Ganz ohne "Erpessung"

Wie wir unsere Kinder dazu kriegen, ihr Zimmer aufzuräumen - Expertin gibt Tipps für jedes Alter

Mädchen sitzt in ihrem unordentlichen Kinderzimmer
Kaum ein Thema birgt so viel Streitpotenzial zwischen Eltern und Kindern: Zimmer aufräumen.
Mark Rose, iStockphoto

Es ist ein leidiges Thema, das sicher alle Eltern kennen: Kinderzimmer aufräumen! Viele versuchen in ihrer Verzweiflung, ihre Kinder mit Belohnungen – oder auch Bestrafungen – zum Ordnung halten zu bekommen. Sätze wie „Wenn du dein Zimmer nicht aufräumst, darfst du dich nicht mit deinen Freunden treffen“ haben vermutlich viele Eltern schon mal gesagt. Aber geht das auch ohne „Erpressung“? Familienberaterin Ruth Marquardt erklärt, wie es je nach Alter des Kindes und sogar ohne Wenn-dann-Formulierung klappt.

--------

**Aufgabenstellung**
1. Wer erklärt laut dem Text über das Aufräumen von Kinderzimmern, wie es ohne Wenn-dann-Formulierung klappt?
2. Schreib den Text über das Aufräumen von Kinderzimmern ab seinem letzten Satz weiter.

--------

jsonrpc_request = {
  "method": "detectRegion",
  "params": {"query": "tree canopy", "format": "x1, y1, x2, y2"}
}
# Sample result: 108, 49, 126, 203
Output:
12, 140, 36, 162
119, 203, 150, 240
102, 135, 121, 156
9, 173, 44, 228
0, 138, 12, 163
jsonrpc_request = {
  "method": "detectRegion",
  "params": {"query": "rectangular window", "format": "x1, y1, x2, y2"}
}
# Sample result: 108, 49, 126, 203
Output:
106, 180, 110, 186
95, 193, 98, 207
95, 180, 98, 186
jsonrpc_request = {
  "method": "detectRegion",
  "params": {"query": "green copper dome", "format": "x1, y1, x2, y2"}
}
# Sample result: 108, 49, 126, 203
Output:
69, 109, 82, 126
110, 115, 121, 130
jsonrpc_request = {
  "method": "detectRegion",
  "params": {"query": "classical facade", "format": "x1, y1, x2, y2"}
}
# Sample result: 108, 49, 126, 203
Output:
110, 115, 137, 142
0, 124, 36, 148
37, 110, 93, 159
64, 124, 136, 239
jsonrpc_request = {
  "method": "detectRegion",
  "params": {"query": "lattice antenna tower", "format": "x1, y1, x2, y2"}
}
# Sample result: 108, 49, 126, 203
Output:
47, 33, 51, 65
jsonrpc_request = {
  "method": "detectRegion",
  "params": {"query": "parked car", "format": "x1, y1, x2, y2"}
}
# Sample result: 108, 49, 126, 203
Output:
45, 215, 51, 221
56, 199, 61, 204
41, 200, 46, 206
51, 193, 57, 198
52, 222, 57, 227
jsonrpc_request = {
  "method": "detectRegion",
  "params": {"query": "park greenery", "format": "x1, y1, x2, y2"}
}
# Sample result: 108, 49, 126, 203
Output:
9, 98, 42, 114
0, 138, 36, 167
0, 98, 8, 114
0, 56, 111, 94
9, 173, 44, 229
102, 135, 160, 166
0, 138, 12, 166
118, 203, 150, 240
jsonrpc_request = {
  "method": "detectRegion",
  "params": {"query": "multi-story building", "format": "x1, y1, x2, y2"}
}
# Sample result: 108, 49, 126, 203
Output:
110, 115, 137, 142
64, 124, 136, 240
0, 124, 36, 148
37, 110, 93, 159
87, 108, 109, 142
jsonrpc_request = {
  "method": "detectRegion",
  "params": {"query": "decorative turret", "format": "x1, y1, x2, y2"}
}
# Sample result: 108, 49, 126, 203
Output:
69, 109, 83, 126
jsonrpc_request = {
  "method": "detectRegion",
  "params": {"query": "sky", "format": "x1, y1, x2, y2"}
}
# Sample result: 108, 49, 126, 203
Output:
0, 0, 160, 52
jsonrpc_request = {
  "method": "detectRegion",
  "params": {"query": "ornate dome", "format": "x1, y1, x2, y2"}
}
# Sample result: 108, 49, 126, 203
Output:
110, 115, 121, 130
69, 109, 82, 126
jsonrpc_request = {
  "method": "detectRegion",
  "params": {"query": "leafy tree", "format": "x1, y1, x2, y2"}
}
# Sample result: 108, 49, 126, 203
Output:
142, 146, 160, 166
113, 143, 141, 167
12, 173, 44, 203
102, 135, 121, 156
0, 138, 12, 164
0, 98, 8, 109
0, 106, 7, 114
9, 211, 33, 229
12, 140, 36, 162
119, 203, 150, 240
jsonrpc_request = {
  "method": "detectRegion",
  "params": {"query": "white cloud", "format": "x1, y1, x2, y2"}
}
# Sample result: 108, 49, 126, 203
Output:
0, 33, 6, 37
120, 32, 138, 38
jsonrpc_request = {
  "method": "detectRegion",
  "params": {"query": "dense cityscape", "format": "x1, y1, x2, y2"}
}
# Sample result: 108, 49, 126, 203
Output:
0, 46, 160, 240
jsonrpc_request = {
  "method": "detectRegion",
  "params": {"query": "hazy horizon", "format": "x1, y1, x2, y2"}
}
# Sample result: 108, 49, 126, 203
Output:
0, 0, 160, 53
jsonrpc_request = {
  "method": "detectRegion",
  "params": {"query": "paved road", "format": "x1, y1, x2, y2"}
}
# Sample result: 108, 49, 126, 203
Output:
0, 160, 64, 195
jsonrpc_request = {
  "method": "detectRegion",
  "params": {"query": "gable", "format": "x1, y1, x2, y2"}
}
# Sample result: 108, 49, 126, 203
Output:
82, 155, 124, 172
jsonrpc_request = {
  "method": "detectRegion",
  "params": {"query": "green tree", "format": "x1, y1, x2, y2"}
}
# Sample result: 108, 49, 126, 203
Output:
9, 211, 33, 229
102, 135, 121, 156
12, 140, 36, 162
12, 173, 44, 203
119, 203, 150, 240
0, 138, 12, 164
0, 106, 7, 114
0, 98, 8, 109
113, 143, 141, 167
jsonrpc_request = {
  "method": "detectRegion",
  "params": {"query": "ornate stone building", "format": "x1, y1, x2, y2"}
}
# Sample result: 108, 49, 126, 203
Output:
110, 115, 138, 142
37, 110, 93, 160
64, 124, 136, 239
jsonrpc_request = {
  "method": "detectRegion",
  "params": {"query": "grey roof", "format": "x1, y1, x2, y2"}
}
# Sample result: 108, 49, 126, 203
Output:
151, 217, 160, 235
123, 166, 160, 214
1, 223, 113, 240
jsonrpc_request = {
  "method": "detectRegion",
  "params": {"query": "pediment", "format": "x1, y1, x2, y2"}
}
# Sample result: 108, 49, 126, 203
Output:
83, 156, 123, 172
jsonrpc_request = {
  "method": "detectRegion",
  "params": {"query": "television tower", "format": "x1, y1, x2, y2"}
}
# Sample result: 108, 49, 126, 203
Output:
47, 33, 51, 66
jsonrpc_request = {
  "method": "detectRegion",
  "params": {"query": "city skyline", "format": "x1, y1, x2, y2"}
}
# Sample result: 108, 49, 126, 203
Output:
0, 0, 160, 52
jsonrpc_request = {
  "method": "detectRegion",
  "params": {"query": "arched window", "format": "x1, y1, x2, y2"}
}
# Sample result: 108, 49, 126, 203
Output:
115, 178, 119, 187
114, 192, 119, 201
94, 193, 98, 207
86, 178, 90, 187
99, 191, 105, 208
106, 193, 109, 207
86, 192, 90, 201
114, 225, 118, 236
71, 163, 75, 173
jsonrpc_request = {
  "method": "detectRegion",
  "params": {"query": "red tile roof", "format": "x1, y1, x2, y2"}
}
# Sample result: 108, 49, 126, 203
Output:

--------

**Antworten pro Aufgabe**
1. Die Familienberaterin Ruth Marquardt.

2.
Das Problem mit den Wenn-dann-Sätzen

„Wenn du dein Zimmer nicht aufräumst, dann…“ – Formulierungen wie diese kennt vermutlich jeder aus seiner eigenen Kindheit oder hat sie selbst schon bei seinen Kinder angewendet. An sich sind diese Sätze auch kein großes Problem – sofern eine logische Konsequenz auf das „dann“ folgt, erklärt Familienberaterin Ruth Marquardt im Interview.

Formulierungen für logische Konsequenzen sind zum Beispiel:

  • „Wenn du jetzt noch weiter trödelst, kommen wir später zum Geburtstag von Jan. Dann hast du dort weniger Zeit zum Spielen.“

  • Alternativ erklären Sie Ihrem Kind: „Wenn wir jetzt viel Zeit zum Aufräumen brauchen, dann hat Papa nachher weniger Zeit, um aus dem Buch vorzulesen. Was ist dir lieber?“ Tipp der Expertin: Lassen Sie Ihrem Kind die Wahl. Geben Sie ihm die Möglichkeit zu lernen, selbst darüber nachzudenken.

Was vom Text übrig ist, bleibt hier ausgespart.